Decide whether each statement agrees with the meeting-notes email below, answering yes or no and quoting the email's deciding words: (a) The message was sent on a Tuesday. (b) Scitokens relies mainly on the claims request approach. (c) Hans Zandbelt prefers having the client request which claims it wants.

Text block
········
[openid-specs-rande] today's meeting notes

Roland Hedberg roland at catalogix.se
Tue Mar 19 07:30:48 UTC 2019



> 18 mars 2019 kl. 16:23 skrev Davide Vaghetti <davide.vaghetti at garr.it>:
> 
> Hi,
> 
> some comments below.
> 
> On 15/03/19 12:28, Mischa Salle wrote:
>> Hi,
>> 
>> On Thu, Mar 14, 2019 at 02:03:14PM +0100, Roland Hedberg wrote:
>>> 
>>> 
>>>> 12 mars 2019 kl. 16:54 skrev Nick Roy <nroy at internet2.edu>:
>>>> 
>>>> On 12 Mar 2019, at 7:53, Davide Vaghetti wrote:
>>>> 
>>>>>> - related to the different scopes vs. claims discussions going on
>>>>>> currently:
>>>>>>   - scitokens uses very much the scopes approach, see e.g.
>>>>>>     https://scitokens.org/technical_docs/Claims
>>>>>>     and uses a scope-per-claim to prevent the lack of support for the
>>>>>>     optional 'claims request'>     - Hans Zandbelt (I asked him at TIIME about support for the 'claims'
>>>>>>     request) is of the opinion that it's better to have the OP decide
>>>>>>     which claims to release for which protected endpoint/client
>>>>>>     combinatios than to have the client request which claims it wants.
········
Extracted data
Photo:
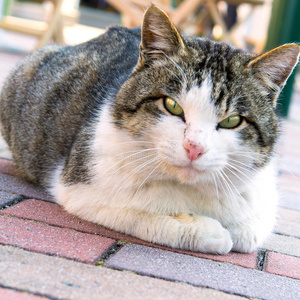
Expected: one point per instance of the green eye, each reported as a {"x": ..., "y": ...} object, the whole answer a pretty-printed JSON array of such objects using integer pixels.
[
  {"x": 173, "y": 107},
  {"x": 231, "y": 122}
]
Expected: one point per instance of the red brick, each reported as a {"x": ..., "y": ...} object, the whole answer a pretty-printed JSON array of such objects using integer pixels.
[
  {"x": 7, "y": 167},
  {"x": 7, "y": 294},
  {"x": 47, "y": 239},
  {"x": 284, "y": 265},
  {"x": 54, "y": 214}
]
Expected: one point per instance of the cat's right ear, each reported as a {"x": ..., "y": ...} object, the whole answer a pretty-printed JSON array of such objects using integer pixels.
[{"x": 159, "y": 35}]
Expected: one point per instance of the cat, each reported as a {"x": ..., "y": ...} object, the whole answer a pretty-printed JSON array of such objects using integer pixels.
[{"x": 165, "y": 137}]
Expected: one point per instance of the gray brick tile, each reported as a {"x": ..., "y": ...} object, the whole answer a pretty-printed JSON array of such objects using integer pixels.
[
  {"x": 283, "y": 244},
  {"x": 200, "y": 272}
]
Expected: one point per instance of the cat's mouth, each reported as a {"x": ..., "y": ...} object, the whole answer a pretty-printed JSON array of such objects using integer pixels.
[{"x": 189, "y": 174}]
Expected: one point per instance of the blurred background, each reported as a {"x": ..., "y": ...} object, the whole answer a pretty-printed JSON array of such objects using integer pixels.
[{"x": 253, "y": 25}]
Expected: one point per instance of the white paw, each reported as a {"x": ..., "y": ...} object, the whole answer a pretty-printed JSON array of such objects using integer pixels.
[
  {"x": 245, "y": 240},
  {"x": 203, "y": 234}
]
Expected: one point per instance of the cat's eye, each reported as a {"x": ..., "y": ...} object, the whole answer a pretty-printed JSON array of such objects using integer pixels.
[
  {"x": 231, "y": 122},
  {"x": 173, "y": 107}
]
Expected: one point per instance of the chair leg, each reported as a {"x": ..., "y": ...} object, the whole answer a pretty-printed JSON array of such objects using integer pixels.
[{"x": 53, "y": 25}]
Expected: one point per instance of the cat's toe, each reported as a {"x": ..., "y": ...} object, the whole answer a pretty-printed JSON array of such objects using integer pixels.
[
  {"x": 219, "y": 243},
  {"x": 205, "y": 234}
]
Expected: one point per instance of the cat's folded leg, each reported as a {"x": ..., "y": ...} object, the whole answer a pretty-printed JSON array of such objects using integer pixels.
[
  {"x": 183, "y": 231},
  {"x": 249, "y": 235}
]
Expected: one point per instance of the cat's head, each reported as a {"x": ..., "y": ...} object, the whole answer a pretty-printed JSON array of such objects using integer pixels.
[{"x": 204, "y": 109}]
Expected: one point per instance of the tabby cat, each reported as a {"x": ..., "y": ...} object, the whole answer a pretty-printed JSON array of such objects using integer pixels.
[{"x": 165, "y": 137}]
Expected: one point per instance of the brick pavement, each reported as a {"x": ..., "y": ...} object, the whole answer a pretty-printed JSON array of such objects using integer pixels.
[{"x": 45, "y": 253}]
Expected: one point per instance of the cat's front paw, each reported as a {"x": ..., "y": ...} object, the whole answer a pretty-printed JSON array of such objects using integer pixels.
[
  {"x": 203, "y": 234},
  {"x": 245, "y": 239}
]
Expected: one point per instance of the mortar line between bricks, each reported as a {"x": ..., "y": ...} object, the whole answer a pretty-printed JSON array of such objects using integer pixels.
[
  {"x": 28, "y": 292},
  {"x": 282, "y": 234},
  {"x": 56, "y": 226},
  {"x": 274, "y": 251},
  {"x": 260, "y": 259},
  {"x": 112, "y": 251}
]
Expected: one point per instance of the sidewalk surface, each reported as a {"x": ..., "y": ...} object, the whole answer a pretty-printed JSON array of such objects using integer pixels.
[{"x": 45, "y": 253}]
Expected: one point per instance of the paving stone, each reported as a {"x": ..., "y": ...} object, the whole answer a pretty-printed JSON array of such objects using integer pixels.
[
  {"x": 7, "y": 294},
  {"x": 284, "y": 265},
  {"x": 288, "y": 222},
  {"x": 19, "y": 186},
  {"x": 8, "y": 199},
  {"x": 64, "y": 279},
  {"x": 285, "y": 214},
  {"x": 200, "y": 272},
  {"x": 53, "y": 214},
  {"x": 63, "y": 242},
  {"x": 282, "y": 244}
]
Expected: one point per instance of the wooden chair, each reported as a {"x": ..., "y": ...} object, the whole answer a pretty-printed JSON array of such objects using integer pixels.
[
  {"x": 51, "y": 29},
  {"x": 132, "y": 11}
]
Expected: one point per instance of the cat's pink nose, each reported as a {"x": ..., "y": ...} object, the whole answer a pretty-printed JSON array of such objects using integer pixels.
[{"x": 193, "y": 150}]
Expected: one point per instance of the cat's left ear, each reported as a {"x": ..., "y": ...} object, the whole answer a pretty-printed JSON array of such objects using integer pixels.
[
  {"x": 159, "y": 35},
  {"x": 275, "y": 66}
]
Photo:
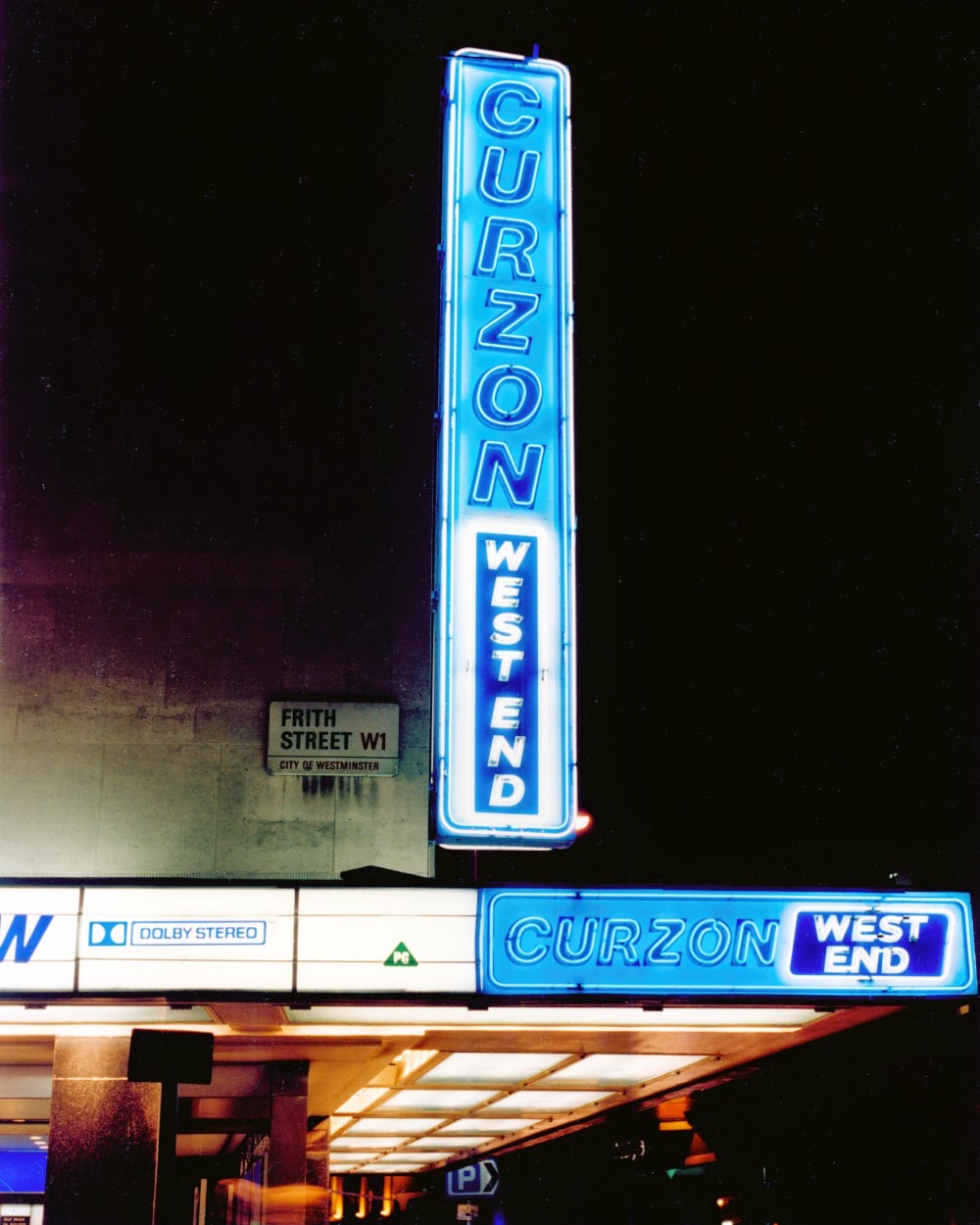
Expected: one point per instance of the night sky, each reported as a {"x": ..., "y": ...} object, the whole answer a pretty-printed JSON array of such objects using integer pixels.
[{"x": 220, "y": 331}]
········
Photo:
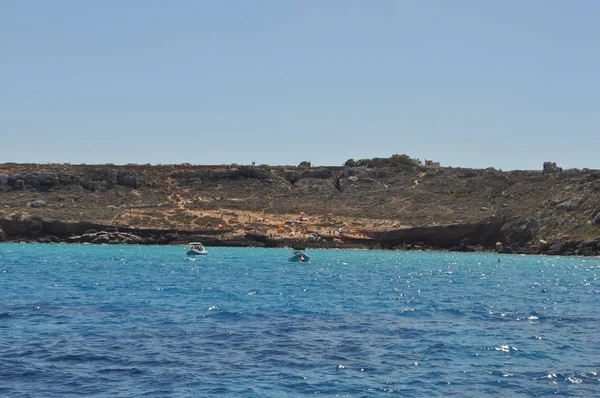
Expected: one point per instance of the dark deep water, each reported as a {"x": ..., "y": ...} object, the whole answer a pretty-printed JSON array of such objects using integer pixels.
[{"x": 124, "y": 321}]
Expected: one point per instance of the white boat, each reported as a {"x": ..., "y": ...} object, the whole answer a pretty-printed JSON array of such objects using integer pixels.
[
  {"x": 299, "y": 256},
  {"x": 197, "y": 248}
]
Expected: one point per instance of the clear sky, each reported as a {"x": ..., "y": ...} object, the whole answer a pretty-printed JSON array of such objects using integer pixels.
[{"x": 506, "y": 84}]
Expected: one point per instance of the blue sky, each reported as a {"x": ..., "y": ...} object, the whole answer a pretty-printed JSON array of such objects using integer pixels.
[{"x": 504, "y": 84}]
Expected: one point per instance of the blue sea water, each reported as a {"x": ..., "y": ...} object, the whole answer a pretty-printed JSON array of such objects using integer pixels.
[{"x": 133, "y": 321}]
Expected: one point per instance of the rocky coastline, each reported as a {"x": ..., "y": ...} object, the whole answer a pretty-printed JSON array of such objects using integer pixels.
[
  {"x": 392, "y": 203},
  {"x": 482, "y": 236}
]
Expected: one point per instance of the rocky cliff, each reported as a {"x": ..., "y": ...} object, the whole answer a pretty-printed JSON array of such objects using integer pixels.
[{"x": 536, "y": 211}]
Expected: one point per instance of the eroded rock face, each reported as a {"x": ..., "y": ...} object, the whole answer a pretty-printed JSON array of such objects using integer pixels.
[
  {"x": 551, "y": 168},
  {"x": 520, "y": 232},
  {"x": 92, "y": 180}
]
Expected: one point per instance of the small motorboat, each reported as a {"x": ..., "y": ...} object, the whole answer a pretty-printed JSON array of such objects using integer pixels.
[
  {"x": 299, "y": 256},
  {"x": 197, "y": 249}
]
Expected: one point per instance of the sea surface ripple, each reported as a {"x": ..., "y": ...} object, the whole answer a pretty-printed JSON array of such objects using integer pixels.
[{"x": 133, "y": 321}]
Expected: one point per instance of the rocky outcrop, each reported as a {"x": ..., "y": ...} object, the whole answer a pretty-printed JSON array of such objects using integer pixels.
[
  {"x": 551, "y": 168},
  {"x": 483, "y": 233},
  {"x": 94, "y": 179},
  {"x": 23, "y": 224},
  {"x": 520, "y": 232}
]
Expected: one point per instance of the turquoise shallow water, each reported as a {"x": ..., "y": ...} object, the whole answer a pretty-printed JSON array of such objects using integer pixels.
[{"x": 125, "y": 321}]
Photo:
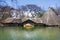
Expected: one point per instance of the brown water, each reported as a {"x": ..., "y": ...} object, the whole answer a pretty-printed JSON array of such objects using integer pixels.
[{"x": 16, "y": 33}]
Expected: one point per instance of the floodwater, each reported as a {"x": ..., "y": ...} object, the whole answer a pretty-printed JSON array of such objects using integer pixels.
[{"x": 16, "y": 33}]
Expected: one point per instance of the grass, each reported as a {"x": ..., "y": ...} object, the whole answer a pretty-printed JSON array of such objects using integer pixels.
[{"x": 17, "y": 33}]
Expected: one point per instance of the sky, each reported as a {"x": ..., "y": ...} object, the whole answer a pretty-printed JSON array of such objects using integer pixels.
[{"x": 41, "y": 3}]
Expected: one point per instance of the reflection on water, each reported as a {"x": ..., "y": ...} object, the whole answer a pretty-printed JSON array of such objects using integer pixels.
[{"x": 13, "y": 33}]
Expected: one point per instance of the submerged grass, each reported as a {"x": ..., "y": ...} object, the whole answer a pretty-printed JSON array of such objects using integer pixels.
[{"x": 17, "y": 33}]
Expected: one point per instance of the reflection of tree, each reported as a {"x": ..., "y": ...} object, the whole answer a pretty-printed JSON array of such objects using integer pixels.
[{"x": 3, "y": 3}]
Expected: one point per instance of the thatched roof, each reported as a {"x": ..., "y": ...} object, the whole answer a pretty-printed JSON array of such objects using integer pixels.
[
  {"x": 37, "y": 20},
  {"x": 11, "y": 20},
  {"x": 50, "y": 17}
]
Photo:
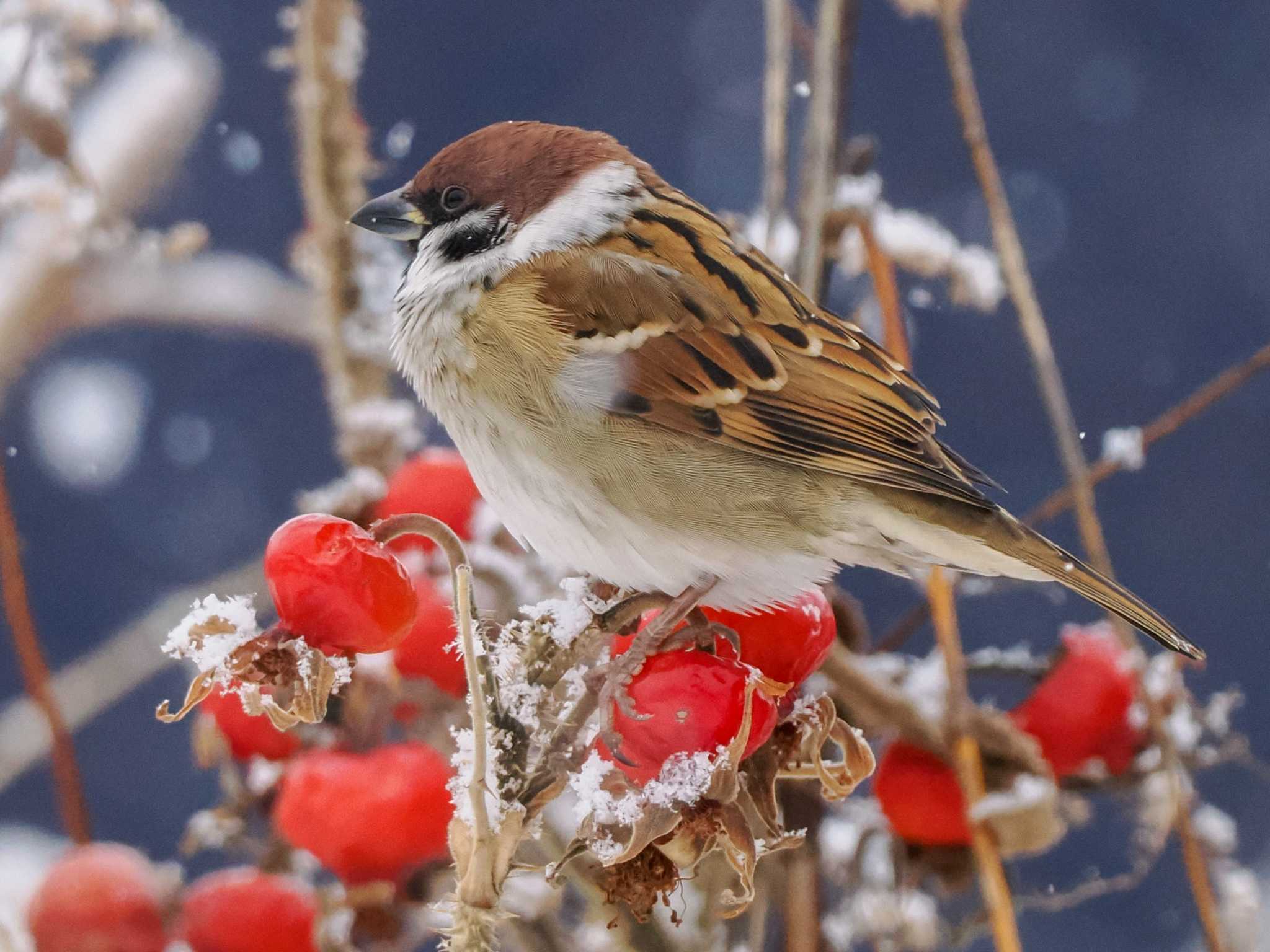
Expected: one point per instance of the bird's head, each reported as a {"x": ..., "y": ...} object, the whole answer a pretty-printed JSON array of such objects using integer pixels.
········
Task answer
(a) Yes: "Tue Mar 19 07:30:48 UTC 2019"
(b) No: "scitokens uses very much the scopes approach"
(c) No: "it's better to have the OP decide"